▶ _EXERCISE PROMPT_
Quote the records beneath, complete and exact. Leave out images.

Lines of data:
┏━━

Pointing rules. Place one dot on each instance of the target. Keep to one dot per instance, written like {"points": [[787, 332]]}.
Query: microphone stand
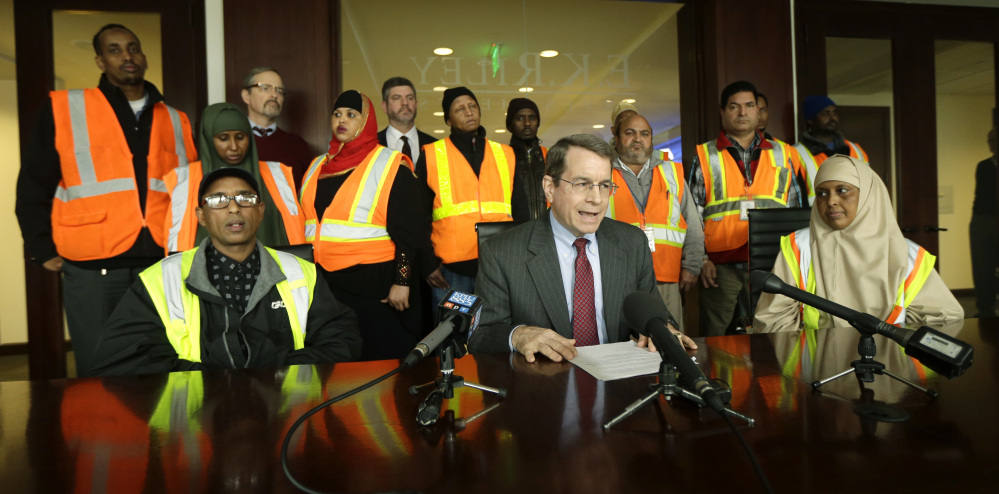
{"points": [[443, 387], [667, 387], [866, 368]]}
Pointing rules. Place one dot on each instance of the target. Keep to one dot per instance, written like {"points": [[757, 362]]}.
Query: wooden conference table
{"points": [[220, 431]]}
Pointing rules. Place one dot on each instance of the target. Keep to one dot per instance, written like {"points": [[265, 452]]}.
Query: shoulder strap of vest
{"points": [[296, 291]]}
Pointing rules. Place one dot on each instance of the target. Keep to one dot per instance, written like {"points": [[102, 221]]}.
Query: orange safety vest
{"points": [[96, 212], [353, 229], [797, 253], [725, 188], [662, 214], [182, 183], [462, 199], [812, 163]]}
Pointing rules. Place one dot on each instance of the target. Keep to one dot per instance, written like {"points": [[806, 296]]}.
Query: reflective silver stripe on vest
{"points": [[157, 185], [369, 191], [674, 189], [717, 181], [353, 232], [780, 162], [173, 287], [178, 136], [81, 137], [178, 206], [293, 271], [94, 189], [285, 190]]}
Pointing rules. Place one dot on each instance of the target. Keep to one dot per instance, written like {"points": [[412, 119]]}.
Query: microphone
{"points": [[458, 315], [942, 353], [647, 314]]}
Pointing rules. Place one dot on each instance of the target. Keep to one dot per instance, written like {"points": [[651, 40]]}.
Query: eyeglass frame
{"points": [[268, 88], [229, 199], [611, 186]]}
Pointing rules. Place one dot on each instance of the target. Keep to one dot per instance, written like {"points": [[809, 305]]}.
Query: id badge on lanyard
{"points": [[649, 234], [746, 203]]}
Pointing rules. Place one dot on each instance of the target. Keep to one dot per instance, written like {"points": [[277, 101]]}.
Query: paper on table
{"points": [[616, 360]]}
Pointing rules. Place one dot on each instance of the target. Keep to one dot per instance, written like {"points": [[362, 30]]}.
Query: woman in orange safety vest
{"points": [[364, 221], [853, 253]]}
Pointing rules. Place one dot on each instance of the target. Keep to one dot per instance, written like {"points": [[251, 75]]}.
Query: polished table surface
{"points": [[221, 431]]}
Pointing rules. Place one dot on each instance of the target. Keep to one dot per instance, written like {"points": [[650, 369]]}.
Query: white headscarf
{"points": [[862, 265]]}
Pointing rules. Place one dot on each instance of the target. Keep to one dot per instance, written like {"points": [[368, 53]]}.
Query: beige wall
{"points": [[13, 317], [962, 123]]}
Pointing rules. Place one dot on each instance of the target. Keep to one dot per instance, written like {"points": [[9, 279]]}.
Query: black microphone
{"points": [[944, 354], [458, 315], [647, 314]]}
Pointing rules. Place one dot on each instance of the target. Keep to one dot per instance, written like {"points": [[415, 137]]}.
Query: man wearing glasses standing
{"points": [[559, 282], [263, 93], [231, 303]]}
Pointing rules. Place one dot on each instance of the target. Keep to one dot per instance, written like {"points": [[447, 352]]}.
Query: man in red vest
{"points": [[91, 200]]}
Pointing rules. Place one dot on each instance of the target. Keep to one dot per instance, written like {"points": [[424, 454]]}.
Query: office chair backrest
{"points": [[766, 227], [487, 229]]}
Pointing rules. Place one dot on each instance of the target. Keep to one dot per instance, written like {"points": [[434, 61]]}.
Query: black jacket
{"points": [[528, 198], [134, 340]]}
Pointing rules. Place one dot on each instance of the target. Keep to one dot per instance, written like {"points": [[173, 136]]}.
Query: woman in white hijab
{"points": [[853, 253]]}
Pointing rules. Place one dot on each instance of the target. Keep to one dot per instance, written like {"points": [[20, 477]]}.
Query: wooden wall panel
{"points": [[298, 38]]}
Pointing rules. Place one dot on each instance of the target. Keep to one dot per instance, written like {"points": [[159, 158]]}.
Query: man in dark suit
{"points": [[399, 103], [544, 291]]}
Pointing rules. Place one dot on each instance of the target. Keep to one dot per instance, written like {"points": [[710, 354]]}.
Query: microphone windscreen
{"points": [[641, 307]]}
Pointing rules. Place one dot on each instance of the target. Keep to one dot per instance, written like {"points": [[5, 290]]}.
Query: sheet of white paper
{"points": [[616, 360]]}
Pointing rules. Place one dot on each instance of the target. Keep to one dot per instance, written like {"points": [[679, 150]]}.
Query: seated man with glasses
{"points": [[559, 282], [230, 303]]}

┗━━

▶ _COMPLETED TASK_
Pointing rules. Place one dot on each instance of the target. Keep to one dot per instance, written like {"points": [[787, 332]]}.
Query: microphone stand
{"points": [[443, 387], [667, 387], [866, 368]]}
Pointing rules. Place one dot on each instance of the target. Keep to one dot per instance, written like {"points": [[757, 362]]}.
Query: wooden conference table
{"points": [[220, 431]]}
Pointing rules. Place one dot on each instance of the target. Keep to one dot per instance, written like {"points": [[265, 452]]}.
Query: shoulder strap of vest
{"points": [[296, 291]]}
Pointing rules. Place one dot on each instance of the target. Keep to one dot per instance, written like {"points": [[102, 221]]}.
Query: orange safety vest
{"points": [[96, 212], [353, 229], [797, 253], [725, 188], [662, 214], [182, 183], [462, 199], [812, 163]]}
Pointing rules. Place one dot on each instance of the target. Keep to one dot per instance, written like {"points": [[806, 296]]}.
Query: reflective silver stripe on vest
{"points": [[157, 185], [369, 191], [674, 189], [717, 181], [353, 232], [780, 162], [173, 287], [178, 136], [81, 137], [178, 206], [293, 271], [94, 189], [285, 190]]}
Pointing rules. Place one dot on each instance of the target. Keep to one dot per instance, written like {"points": [[412, 119]]}.
Query: microphone
{"points": [[458, 315], [942, 353], [647, 314]]}
Pointing rules. Place one dot on each instance of the target. Keep to one dot per instance, written like {"points": [[651, 40]]}.
Query: eyeglass frame
{"points": [[268, 88], [229, 199], [611, 186]]}
Pointing rules. Place one dot on each instance of the target. Keep to one dot per instance, written like {"points": [[809, 305]]}.
Query: id badge on lanyard
{"points": [[649, 234], [746, 203]]}
Pointing rules. Place one dot on each instance of the target. Keep to one dot per instance, written like {"points": [[277, 101]]}.
Query: paper on table
{"points": [[616, 360]]}
Pointing rules. Place one dot on each instance of the target. Keep to one dot per instance, written like {"points": [[362, 30]]}.
Query: woman in orange safety vest
{"points": [[364, 221], [853, 253]]}
Pointing rules. Place one dot on each instance of the target. Keep to one dot per instance, written like {"points": [[251, 75]]}.
Query: polished table surface
{"points": [[221, 431]]}
Pointing rules. Place one dot on each instance of the target. Keep to one dot per instance, written like {"points": [[650, 369]]}.
Query: white headscarf
{"points": [[862, 265]]}
Pointing rules. Place one dot on each instance of the target. Keep to one dot per instance, written like {"points": [[368, 53]]}.
Query: beige wall
{"points": [[13, 317], [962, 123]]}
Pointing rules. Place one dot on each instance of the target. Keep to one dot per instance, written like {"points": [[9, 279]]}.
Query: black microphone
{"points": [[944, 354], [458, 315], [647, 314]]}
Pointing rules. Place one dot on each instance of the target. Keep to one dot per instance, written like {"points": [[415, 137]]}.
Query: man wearing glasses standing
{"points": [[559, 282], [263, 93], [231, 303]]}
Pointing rules. Place one dot on each instance of the target. Keep to one dot per instance, written like {"points": [[447, 352]]}.
Query: man in red vest
{"points": [[91, 200]]}
Pointing rules. Place one dot on each instance of the target. Keep to one dot per instance, written like {"points": [[424, 454]]}.
Query: office chair backrest
{"points": [[766, 227], [487, 229]]}
Pointing rules. Place one dot on each instance of the target. Keep to one dot per instance, written like {"points": [[434, 61]]}.
Query: black jacket
{"points": [[528, 198], [134, 340]]}
Pointing rules. Place one dot on each instance of the target. Keep to one dot per instance, written like {"points": [[173, 136]]}.
Query: woman in white hijab
{"points": [[853, 253]]}
Pointing rules. Place one dot on each instance of the target. Keep to one dot per instance, written like {"points": [[20, 477]]}.
Query: wooden wall panel
{"points": [[298, 38]]}
Pointing rules. Place one dot on each instance of the target. Keep to one dot per instance, written like {"points": [[159, 158]]}.
Query: man in dark suit
{"points": [[399, 103], [544, 291]]}
Pointing rules. Place one dot on each instance of the target. Keep to one dot per instance, written like {"points": [[710, 354]]}.
Query: microphone windscreen
{"points": [[641, 307]]}
Pointing rules. Place one dot on each instance of the target. Keep to one dot per instance, written like {"points": [[5, 290]]}.
Query: sheet of white paper
{"points": [[616, 360]]}
Pointing rules. Place one dot on each instance of the target. Keep to one dot per instance, written like {"points": [[679, 150]]}.
Query: seated man with glasses
{"points": [[559, 282], [230, 303]]}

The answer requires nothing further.